SOURCE EXTRACT –
*** Begin section ***

Background information
- Born: 11 November 1961 (age 64) Derbyshire, England
- Genres: Country, alt country
- Occupations: Musician, songwriter, producer
- Instruments: Vocals, guitar
- Years active: 1984–present
- Website: michaelwestonking.com

= Michael Weston King =

Michael Weston King (born 11 November 1961) is an English singer and songwriter who formed the British country music duo My Darling Clementine and was formerly the leader of Alt country band The Good Sons.

== Life and career ==
===Early career (1970s – 1991)===
Michael Weston King was born in Derbyshire, England in 1961 but was raised in the Lancastrian seaside town of Southport. King left school when he was 18 and moved to nearby Liverpool to build for himself a musical career. He played guitar as a member of various bands on the edge of the late 70s/early 80s Liverpool post punk scene, most notably with the band he formed with Chas Cole, Fragile Friends, performing at the famed Eric's club just prior to its closure, and leaving two singles and one cassette only album.

*** End section ***

PROBLEM 1 – In the text on Michael Weston King, which town was he raised in?
PROBLEM 2 – Please carry on the text on Michael Weston King from its final sentence.

INFORMATION GIVEN –

*** Begin section ***

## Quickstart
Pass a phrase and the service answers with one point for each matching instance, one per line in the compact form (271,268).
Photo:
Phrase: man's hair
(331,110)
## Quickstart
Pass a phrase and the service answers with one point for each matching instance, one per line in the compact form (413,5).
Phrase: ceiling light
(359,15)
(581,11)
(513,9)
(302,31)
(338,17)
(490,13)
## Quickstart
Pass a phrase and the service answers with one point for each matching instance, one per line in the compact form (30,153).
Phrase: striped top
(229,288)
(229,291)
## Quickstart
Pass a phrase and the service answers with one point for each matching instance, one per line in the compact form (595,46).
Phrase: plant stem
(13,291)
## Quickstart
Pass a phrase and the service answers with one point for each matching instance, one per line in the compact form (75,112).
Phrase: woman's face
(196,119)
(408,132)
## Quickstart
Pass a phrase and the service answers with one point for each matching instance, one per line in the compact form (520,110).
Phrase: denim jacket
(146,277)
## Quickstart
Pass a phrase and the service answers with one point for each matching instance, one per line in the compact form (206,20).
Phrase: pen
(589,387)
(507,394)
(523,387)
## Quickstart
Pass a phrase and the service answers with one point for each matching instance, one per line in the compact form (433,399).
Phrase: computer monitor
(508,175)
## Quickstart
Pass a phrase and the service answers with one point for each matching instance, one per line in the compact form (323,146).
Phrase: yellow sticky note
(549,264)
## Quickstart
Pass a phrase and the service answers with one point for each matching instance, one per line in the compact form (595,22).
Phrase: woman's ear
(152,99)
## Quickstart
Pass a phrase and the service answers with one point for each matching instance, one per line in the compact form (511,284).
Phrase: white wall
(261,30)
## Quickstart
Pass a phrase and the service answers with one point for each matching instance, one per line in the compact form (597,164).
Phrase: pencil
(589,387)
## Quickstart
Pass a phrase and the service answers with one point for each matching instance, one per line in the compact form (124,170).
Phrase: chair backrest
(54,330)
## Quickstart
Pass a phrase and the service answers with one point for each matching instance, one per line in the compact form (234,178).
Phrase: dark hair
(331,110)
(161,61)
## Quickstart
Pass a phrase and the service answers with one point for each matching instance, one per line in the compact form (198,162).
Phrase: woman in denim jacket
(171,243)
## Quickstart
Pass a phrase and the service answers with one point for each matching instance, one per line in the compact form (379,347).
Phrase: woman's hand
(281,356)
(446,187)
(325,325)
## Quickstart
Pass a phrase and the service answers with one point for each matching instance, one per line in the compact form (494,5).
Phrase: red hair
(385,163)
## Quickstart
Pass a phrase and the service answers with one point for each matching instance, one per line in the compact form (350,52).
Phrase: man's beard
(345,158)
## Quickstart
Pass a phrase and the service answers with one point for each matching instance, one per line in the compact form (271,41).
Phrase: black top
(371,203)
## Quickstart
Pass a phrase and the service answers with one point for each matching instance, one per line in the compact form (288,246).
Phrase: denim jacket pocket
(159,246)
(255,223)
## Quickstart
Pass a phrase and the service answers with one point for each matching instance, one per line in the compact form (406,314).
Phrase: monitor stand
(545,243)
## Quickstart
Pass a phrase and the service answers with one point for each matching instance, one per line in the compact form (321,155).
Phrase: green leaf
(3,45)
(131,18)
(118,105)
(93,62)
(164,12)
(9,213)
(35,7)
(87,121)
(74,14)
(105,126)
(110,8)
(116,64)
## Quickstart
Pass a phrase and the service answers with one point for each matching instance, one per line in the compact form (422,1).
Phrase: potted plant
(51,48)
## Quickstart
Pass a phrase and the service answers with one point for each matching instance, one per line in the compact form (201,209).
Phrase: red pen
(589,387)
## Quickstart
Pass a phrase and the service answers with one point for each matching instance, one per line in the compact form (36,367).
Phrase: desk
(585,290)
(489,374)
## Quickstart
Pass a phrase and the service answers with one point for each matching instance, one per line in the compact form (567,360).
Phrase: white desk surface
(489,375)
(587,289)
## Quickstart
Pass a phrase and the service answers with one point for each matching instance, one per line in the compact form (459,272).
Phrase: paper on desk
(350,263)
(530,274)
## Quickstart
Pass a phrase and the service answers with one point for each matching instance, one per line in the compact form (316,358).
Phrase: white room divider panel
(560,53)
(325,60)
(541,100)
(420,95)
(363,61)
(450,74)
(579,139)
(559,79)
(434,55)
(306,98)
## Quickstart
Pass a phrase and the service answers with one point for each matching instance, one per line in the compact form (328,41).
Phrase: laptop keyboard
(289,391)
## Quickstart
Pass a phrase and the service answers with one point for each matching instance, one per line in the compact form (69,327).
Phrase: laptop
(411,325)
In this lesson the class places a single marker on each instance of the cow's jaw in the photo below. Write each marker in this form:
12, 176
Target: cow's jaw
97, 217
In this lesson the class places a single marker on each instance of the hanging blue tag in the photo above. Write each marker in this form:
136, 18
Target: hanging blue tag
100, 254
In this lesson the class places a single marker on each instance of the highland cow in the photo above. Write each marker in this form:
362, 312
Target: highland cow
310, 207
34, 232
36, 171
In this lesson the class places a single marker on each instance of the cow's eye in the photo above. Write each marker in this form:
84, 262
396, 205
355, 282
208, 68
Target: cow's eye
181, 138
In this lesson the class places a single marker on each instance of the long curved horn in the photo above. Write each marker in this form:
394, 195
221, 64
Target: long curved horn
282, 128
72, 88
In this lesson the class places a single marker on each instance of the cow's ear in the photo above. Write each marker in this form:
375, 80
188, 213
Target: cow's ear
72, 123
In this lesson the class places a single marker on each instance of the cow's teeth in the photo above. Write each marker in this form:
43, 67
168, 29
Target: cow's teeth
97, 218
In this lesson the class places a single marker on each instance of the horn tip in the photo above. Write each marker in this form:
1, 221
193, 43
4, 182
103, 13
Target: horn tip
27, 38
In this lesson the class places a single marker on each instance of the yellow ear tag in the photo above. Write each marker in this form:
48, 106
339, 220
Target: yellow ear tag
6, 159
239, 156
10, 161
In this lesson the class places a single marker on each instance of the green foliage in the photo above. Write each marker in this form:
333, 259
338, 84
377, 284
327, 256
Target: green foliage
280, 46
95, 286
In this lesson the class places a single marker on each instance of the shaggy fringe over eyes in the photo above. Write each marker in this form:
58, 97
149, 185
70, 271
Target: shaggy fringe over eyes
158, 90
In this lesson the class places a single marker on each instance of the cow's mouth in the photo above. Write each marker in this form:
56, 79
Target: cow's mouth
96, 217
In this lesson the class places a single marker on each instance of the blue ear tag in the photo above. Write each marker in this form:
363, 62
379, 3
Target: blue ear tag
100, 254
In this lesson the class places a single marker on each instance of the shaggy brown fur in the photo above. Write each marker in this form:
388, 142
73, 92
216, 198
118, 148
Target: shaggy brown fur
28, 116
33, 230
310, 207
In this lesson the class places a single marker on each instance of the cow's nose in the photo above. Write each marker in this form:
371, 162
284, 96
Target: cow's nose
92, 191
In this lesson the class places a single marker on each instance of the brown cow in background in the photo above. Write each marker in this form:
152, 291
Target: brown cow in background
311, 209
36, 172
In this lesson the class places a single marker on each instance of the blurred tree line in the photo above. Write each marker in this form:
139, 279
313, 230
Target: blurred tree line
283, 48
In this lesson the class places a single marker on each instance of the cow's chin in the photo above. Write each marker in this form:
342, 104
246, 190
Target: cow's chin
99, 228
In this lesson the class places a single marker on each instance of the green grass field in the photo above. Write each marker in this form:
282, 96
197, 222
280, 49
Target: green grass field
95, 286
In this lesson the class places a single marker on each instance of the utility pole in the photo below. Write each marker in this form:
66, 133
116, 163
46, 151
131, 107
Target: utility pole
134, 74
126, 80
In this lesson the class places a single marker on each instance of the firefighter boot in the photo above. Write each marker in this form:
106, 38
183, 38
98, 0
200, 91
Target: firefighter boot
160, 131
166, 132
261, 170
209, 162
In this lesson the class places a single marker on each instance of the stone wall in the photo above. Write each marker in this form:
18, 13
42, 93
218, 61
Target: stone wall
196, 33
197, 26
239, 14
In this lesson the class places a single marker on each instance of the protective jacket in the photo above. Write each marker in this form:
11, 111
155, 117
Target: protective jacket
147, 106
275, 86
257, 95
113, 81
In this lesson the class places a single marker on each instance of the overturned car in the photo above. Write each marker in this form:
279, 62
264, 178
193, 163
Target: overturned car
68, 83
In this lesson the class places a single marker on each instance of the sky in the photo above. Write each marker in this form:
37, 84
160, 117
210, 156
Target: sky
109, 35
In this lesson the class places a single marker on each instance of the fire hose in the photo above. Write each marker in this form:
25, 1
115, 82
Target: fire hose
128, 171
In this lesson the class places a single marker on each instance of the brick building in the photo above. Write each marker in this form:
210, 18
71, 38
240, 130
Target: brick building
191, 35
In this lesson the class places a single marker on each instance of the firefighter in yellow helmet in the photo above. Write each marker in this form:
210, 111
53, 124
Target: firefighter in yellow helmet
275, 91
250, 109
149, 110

*** End section ***

EXPECTED ANSWER 1 – He was raised in the Lancastrian seaside town of Southport.

EXPECTED ANSWER 2 –
By the mid '80s, inspired by the latest wave of overseas bands such as R.E.M., Green on Red, The Dream Syndicate and The Triffids, whose influences mirrored his own newly found interest in Gram Parsons, Hank Williams, The Byrds, as well as the new wave of country acts such as Lyle Lovett, Dwight Yoakam and Nanci Griffith, King joined the country rock band Gary Hall and The Stormkeepers. They played together until the band disintegrated in 1991.

===The Good Sons===
Taking their name from the Nick Cave album, The Good Son, King formed The Good Sons in 1992 as an authentic British alternative to the burgeoning alt country movement.

In 1995 they signed to the German label Glitterhouse Records and released their debut album, Singing the Glory Down, which earned a good reception from both critics and the British alt-country scene of the time.
The album featured a guest appearance by Townes Van Zandt with whom Michael had toured Europe in 1994 and 1995, singing together "Riding on the Range" as a duet. The band went on to open for the likes of Joe Ely, Blue Rodeo and Joe Henry. In 1996 they released the album The Kings Highway, and then in 1997 Wines, Lines and Valentines.

The Good Sons had ceased to perform in 1999 and King chose to record his debut solo album, God Shaped Hole. The album got released in October 1999, on Glitterhouse Records. The album included the Phil Ochs song "No More Songs", and a tribute to the now late Townes Van Zandt "Lay Me Down".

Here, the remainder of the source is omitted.